* [Exercise set]
• 1. In the passage on inverse functions, what is the first step when finding a function's inverse?
• 2. Reproduce the part of the inverse-functions passage that opens with the words containing "Functions are commonly" and closes with "functions are inverses?".

* [Passage]
Functions are commonly known as rules that take inputs and produce outputs. An inverse function does exactly the reverse, undoing what the original function does. How can you tell if two functions are inverses?

#### Guidance

A function is written as $f(x)$  and its inverse is written as $f^{-1} (x)$ . A common misconception is to see the -1 and interpret it as an exponent and write $\frac{1}{f(x)}$ , but this is not correct. Instead, $f^{-1} (x)$ should be viewed as a new function from the range of $f(x)$  back to the domain.

It is important to see the cycle that starts with $x$ , becomes  $y$ and then goes back to $x$ . In order for two functions to truly be inverses of each other, this cycle must hold algebraically.

$f(f^{-1} (x) )=x$ and $f^{-1} (f(x) )=x$

When given a function there are two steps to take to find its inverse. In the original function, first switch the variables  $x$ and $y$ . Next, solve the function for $y$ . This will give you the inverse function. After finding the inverse, it is important to check both directions of compositions to make sure that together the function and its inverse produce the value $x$ . In other words, verify that $f(f^{-1} (x) )=x$  and $f^{-1} (f(x) )=x$ .

* [Raw records]
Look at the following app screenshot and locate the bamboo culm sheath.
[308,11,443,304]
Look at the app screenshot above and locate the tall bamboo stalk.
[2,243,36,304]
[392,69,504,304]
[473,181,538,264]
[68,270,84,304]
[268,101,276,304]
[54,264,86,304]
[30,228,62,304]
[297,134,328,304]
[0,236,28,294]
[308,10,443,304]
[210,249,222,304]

* [Expected outputs]
• 1. Switch the variables x and y in the original function.

• 2.
Functions are commonly known as rules that take inputs and produce outputs. An inverse function does exactly the reverse, undoing what the original function does. How can you tell if two functions are inverses?